▶ Directive:
Return each line of the records below that contains the string "Field", treating uppercase and lowercase as different.

===== Exercise inputs

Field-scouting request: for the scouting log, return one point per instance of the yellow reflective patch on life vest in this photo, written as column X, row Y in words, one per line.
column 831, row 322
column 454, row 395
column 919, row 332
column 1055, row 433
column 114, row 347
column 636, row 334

==========
===== Exercise inputs

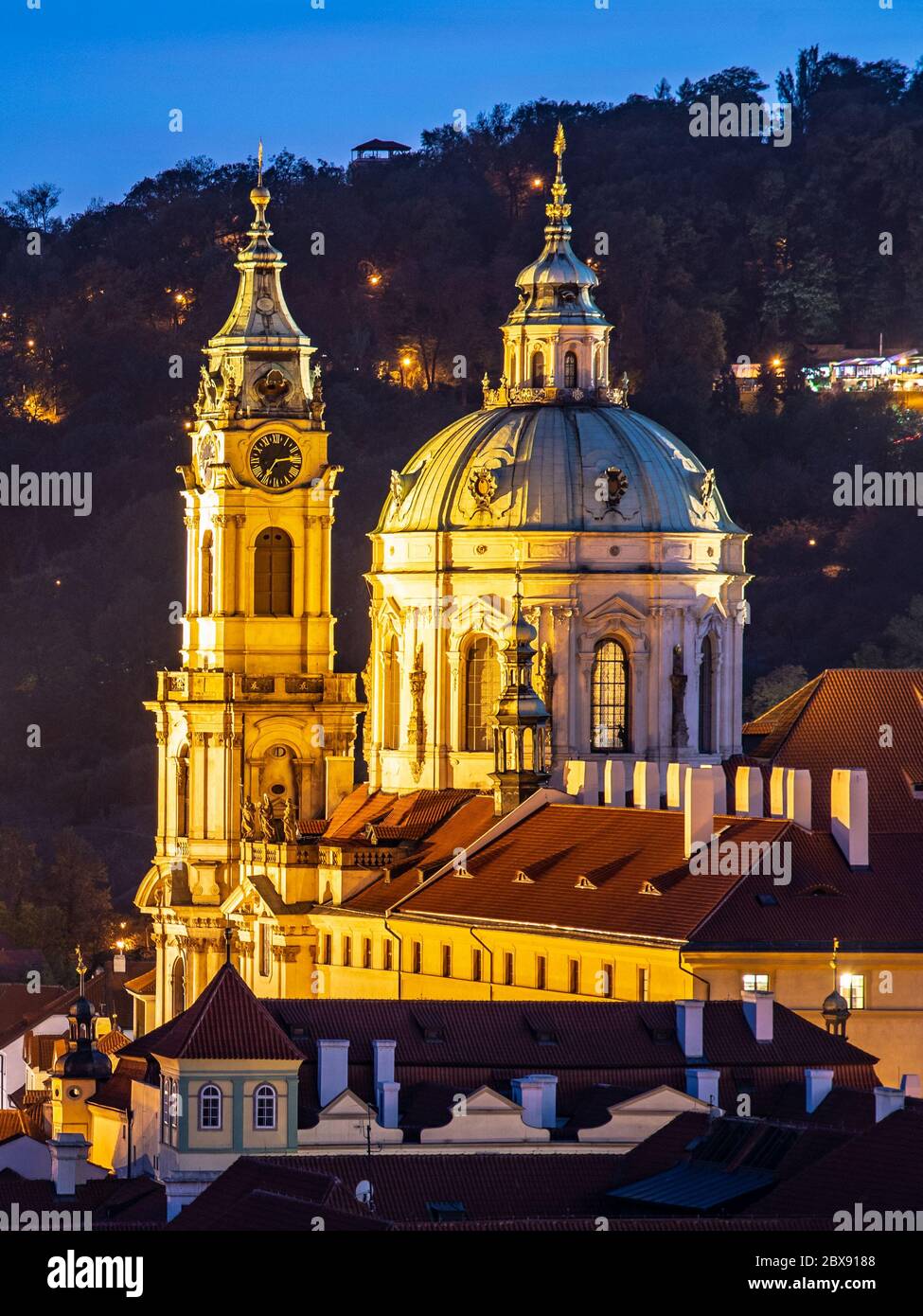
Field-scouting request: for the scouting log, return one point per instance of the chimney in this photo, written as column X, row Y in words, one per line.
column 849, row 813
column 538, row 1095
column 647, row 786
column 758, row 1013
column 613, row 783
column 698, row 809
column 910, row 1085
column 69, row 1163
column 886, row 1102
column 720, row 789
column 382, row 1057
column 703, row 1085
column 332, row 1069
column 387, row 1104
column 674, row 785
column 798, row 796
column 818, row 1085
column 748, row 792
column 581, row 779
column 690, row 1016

==========
===== Exercise inputs

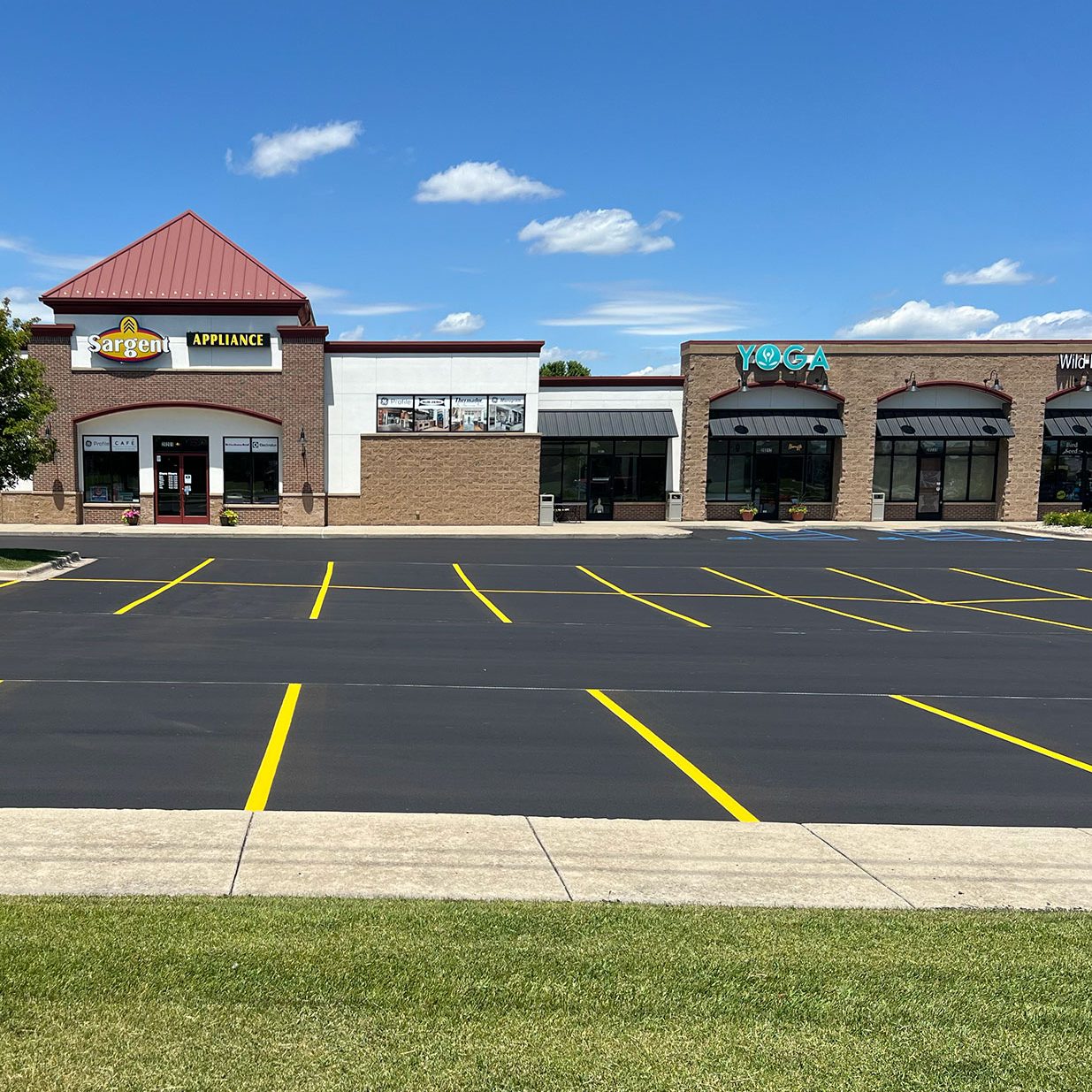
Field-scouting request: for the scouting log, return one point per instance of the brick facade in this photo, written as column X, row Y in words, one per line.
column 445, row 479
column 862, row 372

==========

▶ Answer to this problem:
Field-scouting request: for the scouting log, return one point per instance of the yellow reflective patch on life vest in this photo, written as column X, row Y in words, one per line.
Field-scouting request: for the scouting log, return one point per instance of the chimney in this photo, written as column X, row Y in words, one per line.
Field-scouting request: for the scouting log, return one point per instance of the brick facade in this photo, written as column X, row Y in words, one per line.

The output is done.